* **SOURCE DOCUMENT**:
=-=-=
Warren remembers Archie McMillion and his dedication to local youth, adult baseball

Staff photo / Brian Yauger. Michael McMillion, right-center, Warren Mayor Doug Franklin, left-enter, and workers from the city of Warren, pose with the signage at the newly-dedicated Archie McMillion Field at Perkins Park. McMillion was a key figure in Warren baseball for nearly 60 years.
For decades now, baseball in the city of Warren has been inseparable from the name Archie McMillion.
McMillion, who passed away in June at the age of 90, spent 57 years of his life involved with the sport in some capacity. Whether it was coaching Warren G. Harding High School’s freshman baseball team, serving a 30-year term as president of Warren Little League, or just fundraising, if it had to do with baseball in the city of Warren, the man they called “Monk” likely had his fingerprints all over it.
Born in the deep south in 1933, McMillion worked from a young age. Despite his teacher’s plea for him to get an education, McMillion’s grandmother needed him to work and help put food on the table. His formal education stopped after fourth grade, but just a couple years later, McMillion had his own farm.
During his teenage years, McMillion and some friends boarded a bus to Chicago. They saved up their money to pay for their tickets, $17.71 each, (now roughly $225.41 adjusted to modern money), and due to Jim Crow laws, stood in the back of the bus during the entire 600-mile journey from Alabama until they crossed into Ohio.
Soon after, McMillion found himself in Warren.
That love of baseball, formed on the red clay dirt of Luverne, Alabama, with a corn cob ball and a glove made from various fabrics sewn together, never went away.
By 1951, McMillion participated in a handful of baseball tryouts around the state that put him on the radar of a handful of Major League teams, most notably, the St. Louis Cardinals. But when they offered, McMillion declined, having met his eventual wife of 72 years.
While a career in baseball wasn’t in the cards, the game never left his life.
When his son, Michael, began playing baseball, it didn’t take long for McMillion to return to the game. And coaching came naturally to McMillion, who often found baseball as a vehicle for self improvement.
Many people have said that baseball is like life, McMillion may have been the embodiment of that phrase.
Michael retained those lessons to this day.
=-=-=
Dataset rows

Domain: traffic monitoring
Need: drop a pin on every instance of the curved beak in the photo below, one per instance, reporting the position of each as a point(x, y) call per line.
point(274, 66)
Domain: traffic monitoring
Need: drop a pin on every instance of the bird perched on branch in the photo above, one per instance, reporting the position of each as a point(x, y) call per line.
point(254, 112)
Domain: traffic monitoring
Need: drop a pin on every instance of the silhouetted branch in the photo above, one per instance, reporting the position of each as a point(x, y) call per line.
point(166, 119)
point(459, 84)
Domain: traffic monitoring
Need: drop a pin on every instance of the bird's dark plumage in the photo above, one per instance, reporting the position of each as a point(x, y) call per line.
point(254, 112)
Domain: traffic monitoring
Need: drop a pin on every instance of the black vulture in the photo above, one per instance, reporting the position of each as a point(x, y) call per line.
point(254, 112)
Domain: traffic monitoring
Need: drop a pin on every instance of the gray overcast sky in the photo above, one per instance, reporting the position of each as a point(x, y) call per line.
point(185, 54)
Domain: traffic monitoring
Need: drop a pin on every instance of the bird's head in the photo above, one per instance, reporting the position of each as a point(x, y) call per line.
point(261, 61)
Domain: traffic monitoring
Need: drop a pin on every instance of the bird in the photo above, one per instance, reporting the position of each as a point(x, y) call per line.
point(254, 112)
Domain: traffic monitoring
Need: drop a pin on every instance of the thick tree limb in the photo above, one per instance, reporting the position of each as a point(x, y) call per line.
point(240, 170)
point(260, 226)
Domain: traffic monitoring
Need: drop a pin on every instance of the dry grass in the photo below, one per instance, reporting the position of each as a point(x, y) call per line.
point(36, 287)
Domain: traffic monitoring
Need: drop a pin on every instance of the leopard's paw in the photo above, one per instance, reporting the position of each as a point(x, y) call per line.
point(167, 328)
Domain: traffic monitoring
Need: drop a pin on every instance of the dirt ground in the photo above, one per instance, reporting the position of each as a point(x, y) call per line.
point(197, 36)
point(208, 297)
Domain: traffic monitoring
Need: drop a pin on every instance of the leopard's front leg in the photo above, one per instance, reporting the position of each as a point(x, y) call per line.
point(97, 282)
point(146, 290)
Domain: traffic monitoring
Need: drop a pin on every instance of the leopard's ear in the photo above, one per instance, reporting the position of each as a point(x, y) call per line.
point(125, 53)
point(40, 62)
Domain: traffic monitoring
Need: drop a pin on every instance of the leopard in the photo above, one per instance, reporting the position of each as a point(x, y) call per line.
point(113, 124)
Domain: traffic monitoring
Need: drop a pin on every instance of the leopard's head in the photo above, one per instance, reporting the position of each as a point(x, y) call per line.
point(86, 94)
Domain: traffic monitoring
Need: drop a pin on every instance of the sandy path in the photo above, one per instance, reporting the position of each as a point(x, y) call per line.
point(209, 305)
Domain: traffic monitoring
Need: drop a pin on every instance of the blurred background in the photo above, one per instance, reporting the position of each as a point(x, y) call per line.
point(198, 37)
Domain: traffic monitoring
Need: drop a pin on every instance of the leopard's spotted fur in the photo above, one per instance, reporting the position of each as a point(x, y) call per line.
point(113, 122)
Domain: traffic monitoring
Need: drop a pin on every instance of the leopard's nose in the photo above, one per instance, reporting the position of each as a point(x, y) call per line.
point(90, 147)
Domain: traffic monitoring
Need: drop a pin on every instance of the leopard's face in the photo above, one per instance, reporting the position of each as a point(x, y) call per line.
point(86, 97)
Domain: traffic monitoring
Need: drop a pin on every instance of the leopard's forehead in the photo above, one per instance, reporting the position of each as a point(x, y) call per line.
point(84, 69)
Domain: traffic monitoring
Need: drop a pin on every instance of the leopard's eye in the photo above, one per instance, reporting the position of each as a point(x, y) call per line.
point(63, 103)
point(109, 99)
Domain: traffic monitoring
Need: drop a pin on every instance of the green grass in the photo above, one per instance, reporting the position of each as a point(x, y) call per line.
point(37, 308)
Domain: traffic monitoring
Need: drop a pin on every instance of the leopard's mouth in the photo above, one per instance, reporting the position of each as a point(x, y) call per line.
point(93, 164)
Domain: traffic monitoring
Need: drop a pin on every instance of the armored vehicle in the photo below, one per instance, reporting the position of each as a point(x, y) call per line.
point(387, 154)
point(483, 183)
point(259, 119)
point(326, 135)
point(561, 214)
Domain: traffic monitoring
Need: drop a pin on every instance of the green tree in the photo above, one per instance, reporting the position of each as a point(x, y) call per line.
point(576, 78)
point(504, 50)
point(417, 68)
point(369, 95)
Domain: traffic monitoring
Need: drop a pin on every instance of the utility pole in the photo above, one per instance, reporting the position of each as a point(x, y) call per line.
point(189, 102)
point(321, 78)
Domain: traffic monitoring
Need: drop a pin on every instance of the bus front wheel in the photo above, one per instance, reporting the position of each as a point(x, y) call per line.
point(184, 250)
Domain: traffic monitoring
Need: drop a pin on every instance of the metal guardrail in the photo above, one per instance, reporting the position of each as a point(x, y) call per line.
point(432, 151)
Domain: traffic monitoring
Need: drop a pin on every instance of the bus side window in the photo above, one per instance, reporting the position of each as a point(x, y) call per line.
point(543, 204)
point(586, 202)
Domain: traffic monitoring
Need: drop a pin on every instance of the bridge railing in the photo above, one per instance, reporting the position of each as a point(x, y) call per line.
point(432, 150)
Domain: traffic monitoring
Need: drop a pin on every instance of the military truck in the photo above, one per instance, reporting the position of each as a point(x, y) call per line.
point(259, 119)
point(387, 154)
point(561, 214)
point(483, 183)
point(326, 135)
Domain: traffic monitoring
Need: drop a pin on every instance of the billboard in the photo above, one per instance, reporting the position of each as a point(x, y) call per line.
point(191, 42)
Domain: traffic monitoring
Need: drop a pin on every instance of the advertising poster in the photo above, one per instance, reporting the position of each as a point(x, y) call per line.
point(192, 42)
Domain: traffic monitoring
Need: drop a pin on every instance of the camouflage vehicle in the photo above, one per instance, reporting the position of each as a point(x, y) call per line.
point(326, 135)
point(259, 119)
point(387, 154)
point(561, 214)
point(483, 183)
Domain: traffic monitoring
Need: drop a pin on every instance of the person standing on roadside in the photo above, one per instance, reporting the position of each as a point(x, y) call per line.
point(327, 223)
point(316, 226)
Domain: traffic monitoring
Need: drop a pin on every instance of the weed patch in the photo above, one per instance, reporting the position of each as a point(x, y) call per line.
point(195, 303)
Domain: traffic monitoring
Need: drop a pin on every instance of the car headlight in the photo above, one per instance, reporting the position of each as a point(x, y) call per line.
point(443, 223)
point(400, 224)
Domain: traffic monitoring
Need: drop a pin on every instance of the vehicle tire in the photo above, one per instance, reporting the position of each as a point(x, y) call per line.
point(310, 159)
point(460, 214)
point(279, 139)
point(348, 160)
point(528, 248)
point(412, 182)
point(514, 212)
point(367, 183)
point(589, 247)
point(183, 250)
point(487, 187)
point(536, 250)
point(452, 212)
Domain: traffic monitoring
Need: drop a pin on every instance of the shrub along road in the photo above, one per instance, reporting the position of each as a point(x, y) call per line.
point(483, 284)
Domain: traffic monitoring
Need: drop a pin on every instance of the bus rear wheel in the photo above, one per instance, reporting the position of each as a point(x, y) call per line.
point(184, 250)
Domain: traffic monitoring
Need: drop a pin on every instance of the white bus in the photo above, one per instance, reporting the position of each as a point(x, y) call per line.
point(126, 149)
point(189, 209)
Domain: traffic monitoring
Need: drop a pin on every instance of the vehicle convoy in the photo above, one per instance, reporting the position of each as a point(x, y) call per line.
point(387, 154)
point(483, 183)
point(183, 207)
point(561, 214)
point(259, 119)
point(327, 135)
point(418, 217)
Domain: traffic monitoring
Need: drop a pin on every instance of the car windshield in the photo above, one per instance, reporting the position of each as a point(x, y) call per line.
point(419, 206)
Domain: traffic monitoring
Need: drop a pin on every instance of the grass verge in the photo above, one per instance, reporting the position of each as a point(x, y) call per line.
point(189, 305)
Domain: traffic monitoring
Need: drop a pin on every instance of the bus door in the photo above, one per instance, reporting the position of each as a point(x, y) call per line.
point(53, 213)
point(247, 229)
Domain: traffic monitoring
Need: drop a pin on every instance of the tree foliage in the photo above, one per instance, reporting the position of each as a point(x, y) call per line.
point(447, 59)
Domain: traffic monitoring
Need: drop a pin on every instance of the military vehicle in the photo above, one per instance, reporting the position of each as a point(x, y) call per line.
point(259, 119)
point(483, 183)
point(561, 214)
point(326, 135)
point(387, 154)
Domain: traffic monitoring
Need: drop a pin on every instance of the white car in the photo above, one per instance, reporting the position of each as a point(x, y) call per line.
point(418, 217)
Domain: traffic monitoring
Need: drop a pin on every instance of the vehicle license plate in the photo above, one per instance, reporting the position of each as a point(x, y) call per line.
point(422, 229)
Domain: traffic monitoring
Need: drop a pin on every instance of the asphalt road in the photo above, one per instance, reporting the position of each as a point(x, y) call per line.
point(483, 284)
=-=-=
* **WORK TO DO**: Rewrite the paragraph in the article above that begins "During his teenage years" in fewer words, keeping its main facts.

* **OUTPUT OF THE TASK**: As a teenager, McMillion and some friends saved up for bus tickets to Chicago, paying $17.71 each (roughly $225.41 today). Under Jim Crow laws, they stood in the back of the bus for the entire 600-mile trip from Alabama until they crossed into Ohio.